* [Aim of the task]: Please transcribe, word for word, the part of the passage on the Rock of Cashel that begins with the words containing "The Rock of" and ends with "several different periods.".

* [Source document]:
* START *

The Rock of Cashel and the Abbey of Holy Cross, both in the county Tipperary, are said to be the finest architectural remains in the south of Ireland. The former I have visited, but, as it is many years since, and my examination was hurried, I am not enabled to speak of it with as much precision as I could wish. As far as my recollection serves, it is the most extensive building with any claim to antiquity that I have seen in Ireland. Seated on a rocky eminence close to the town of Cashel, this venerable pile is supposed to have been at once a regal and monastic edifice, and from the want of regularity in plan, as well as peculiarities in the manner of ornamenting and style of workmanship, appears to have been the work of several different periods.

* END *

* [Supplied information]:
* START *

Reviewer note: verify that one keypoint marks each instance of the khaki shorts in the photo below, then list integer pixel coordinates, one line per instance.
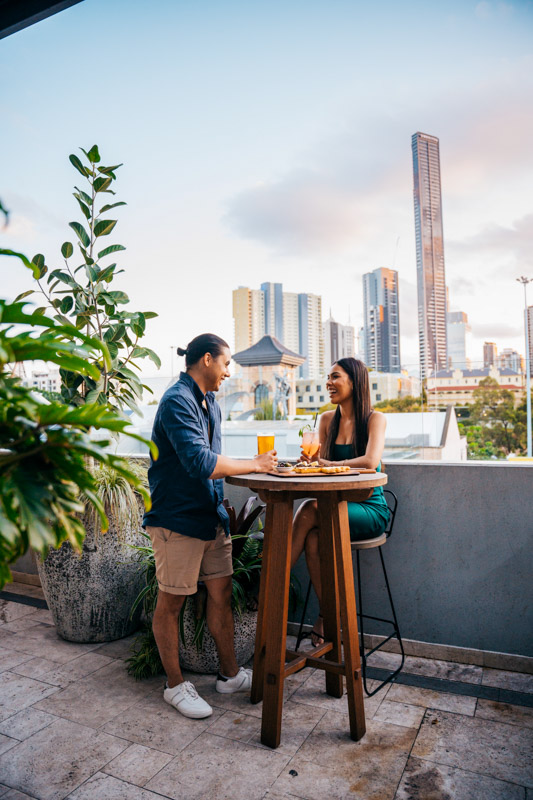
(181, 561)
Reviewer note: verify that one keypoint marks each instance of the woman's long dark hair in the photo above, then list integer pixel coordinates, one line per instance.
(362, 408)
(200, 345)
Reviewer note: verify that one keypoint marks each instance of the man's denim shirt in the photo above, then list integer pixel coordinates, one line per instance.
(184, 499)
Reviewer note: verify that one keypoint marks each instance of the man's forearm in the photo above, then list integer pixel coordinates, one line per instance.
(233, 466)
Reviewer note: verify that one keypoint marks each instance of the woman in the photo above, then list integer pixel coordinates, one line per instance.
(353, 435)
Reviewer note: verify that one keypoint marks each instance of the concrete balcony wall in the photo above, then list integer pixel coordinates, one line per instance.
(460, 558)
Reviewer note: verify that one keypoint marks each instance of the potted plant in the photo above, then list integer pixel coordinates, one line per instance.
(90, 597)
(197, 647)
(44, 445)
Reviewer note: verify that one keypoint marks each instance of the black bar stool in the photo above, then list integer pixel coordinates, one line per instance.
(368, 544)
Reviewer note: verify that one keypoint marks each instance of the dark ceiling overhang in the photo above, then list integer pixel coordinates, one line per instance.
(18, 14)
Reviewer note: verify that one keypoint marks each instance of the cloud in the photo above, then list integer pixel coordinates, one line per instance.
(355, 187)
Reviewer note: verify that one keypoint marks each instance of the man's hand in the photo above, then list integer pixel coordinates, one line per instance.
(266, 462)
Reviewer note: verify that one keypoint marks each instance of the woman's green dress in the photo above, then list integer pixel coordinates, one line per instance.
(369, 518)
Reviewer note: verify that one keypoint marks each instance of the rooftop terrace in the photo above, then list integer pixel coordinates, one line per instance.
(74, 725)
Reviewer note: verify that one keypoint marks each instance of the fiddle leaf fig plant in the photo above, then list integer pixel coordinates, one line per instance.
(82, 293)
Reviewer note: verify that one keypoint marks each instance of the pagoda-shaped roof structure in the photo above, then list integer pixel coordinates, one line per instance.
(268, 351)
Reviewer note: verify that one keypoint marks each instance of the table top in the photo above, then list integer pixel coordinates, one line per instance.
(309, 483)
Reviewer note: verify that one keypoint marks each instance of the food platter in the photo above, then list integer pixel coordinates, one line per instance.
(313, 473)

* END *
* START *

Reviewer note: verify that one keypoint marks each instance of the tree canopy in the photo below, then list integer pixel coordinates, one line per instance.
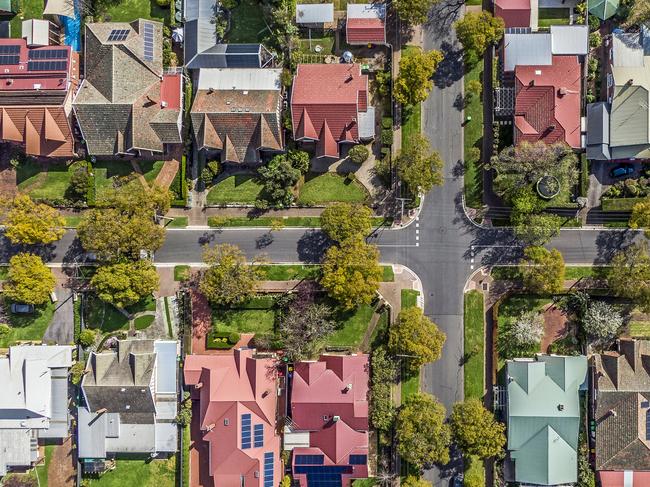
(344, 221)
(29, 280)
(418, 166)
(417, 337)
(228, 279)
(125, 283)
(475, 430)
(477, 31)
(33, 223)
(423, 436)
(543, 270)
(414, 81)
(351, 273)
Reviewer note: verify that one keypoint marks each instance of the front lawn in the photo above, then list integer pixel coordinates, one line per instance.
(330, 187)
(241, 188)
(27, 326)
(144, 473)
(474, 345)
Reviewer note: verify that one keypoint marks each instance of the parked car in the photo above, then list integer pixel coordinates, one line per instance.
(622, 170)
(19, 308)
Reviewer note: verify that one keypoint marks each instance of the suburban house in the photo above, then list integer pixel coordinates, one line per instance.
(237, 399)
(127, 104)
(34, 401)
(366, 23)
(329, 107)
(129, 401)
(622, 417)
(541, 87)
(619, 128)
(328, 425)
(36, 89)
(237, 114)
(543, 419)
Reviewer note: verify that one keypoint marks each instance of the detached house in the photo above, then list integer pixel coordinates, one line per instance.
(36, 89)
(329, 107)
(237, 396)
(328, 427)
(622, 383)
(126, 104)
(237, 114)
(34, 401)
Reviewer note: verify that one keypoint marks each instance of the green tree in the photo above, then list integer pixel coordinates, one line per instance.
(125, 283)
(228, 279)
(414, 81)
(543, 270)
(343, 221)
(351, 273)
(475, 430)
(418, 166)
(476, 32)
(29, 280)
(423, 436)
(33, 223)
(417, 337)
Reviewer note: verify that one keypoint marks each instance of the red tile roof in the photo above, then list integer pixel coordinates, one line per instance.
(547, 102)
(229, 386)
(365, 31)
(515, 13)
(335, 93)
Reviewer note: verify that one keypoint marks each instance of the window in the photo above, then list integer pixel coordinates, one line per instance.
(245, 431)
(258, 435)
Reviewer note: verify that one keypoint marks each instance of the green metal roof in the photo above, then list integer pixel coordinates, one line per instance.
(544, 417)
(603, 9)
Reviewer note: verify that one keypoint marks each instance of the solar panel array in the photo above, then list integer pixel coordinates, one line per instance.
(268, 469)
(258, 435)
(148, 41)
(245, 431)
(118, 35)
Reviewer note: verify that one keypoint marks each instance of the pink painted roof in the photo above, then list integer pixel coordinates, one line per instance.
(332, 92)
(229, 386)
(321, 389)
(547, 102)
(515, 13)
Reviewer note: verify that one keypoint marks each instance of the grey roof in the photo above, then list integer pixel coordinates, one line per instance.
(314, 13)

* END *

* [Answer to the task]:
The Rock of Cashel and the Abbey of Holy Cross, both in the county Tipperary, are said to be the finest architectural remains in the south of Ireland. The former I have visited, but, as it is many years since, and my examination was hurried, I am not enabled to speak of it with as much precision as I could wish. As far as my recollection serves, it is the most extensive building with any claim to antiquity that I have seen in Ireland. Seated on a rocky eminence close to the town of Cashel, this venerable pile is supposed to have been at once a regal and monastic edifice, and from the want of regularity in plan, as well as peculiarities in the manner of ornamenting and style of workmanship, appears to have been the work of several different periods.